— Begin —

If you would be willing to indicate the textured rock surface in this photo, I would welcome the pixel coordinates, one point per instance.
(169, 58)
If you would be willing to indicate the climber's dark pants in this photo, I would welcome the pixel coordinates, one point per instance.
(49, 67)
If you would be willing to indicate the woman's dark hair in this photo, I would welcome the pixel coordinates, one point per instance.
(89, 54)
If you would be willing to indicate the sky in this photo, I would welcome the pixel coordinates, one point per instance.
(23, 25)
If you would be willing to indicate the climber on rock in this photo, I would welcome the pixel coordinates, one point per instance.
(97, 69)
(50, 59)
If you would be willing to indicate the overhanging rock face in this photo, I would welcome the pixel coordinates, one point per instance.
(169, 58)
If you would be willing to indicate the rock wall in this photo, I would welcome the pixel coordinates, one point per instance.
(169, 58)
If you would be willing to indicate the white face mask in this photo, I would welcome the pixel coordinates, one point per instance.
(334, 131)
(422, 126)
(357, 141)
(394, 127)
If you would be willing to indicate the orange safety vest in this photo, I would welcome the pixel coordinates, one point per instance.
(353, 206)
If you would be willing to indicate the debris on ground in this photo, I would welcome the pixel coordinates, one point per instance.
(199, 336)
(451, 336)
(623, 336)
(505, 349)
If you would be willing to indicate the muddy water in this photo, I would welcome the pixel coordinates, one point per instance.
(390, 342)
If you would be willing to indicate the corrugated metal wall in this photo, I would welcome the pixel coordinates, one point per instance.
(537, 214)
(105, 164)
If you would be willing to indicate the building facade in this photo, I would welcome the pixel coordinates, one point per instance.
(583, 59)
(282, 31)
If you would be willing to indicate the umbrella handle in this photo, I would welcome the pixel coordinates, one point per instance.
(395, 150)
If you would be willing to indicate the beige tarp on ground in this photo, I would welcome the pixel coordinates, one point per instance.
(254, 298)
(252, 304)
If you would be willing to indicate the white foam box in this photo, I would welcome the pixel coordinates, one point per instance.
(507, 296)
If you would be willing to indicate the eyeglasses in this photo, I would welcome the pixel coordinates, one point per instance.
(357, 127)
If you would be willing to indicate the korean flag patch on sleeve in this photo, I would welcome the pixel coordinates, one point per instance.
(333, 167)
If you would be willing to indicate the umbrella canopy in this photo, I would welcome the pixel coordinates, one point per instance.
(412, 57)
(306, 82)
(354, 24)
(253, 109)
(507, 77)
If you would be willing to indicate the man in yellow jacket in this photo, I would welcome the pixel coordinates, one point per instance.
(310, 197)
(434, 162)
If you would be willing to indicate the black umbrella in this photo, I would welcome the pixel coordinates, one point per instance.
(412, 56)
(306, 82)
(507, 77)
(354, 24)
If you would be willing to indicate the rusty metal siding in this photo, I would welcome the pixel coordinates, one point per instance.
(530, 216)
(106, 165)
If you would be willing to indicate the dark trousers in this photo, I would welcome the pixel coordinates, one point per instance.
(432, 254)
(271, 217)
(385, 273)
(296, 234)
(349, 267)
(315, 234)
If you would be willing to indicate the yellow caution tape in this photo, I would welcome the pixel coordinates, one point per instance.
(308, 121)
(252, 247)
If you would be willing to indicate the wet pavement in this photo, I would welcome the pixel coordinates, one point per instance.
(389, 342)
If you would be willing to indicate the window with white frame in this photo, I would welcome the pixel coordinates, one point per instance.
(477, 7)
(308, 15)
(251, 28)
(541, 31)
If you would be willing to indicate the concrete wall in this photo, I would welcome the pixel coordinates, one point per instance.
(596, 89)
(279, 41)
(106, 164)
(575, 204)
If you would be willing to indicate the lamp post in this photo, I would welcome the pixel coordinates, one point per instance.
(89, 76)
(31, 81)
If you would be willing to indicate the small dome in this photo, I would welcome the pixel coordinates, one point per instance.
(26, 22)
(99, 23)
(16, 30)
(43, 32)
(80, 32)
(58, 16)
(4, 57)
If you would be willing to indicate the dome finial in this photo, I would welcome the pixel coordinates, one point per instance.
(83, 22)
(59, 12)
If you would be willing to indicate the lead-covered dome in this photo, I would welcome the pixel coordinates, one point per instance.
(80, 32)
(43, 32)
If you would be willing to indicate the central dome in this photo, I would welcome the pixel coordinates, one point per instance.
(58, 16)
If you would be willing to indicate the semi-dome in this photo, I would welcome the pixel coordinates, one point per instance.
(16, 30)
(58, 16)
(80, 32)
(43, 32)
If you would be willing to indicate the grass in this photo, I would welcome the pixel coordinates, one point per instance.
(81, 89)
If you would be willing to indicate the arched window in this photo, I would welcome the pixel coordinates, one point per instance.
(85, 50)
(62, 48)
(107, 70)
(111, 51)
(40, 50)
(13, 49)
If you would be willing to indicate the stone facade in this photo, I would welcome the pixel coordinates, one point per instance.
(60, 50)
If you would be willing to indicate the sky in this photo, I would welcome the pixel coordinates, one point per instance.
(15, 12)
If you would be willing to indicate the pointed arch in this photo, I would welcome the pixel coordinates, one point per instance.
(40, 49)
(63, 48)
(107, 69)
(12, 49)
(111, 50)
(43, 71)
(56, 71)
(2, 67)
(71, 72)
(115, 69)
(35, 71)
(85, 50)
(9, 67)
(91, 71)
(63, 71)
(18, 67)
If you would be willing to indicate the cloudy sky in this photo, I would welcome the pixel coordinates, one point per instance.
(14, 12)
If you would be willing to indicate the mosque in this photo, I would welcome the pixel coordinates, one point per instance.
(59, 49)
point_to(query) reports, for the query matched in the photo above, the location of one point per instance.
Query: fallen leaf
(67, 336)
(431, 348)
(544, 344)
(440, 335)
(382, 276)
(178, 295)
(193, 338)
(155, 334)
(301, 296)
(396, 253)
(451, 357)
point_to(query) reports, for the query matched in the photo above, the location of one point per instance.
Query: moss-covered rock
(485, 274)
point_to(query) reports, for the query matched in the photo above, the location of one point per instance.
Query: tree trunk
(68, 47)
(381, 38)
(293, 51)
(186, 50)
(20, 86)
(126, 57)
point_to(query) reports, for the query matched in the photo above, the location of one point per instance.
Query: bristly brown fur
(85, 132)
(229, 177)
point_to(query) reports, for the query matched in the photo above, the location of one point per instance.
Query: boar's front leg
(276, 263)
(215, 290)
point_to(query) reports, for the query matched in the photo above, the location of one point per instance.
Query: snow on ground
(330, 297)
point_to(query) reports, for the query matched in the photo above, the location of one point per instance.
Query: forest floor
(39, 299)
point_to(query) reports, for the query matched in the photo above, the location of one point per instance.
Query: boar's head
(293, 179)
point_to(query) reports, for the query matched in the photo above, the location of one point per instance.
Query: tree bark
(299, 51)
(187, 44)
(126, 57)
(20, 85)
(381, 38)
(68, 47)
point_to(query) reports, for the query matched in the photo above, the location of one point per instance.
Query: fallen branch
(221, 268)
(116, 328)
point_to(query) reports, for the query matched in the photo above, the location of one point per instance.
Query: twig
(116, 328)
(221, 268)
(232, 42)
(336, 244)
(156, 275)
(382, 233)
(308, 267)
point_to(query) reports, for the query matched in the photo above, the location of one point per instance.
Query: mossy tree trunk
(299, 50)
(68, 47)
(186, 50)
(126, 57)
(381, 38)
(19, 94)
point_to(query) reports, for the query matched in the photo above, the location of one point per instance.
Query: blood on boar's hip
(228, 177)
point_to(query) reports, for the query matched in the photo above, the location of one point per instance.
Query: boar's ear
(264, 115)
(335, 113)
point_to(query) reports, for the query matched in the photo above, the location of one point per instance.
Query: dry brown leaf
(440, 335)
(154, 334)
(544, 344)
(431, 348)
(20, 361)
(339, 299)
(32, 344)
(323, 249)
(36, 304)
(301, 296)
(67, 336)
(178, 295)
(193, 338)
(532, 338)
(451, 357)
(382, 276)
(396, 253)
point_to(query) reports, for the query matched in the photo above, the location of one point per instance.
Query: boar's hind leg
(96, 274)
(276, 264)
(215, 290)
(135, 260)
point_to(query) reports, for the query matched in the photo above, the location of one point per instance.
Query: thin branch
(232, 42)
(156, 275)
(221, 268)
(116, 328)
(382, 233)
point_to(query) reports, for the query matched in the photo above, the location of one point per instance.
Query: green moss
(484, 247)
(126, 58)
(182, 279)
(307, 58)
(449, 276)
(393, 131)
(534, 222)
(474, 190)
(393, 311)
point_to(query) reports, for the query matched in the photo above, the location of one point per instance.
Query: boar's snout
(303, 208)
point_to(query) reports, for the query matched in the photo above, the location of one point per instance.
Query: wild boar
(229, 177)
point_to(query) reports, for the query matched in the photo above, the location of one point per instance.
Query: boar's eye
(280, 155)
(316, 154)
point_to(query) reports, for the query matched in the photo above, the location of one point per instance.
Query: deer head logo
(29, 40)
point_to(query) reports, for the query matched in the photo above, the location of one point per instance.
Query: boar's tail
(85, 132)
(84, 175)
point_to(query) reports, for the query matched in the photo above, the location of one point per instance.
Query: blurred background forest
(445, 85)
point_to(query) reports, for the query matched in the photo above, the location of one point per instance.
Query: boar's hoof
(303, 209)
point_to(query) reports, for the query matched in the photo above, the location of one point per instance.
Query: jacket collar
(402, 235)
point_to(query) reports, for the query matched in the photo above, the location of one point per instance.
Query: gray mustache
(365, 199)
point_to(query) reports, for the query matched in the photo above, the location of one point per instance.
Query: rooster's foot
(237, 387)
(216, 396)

— End —

* _Task description_
Extract every line of the data above that contains the string "boar", treating uppercase and lowercase letters as distinct.

* _Full response_
Query: boar's front leg
Query: boar's head
Query: blood on boar's hip
Query: boar's ear
Query: boar's hind leg
Query: boar's snout
Query: wild boar
Query: boar's eye
Query: boar's tail
Query: boar's hoof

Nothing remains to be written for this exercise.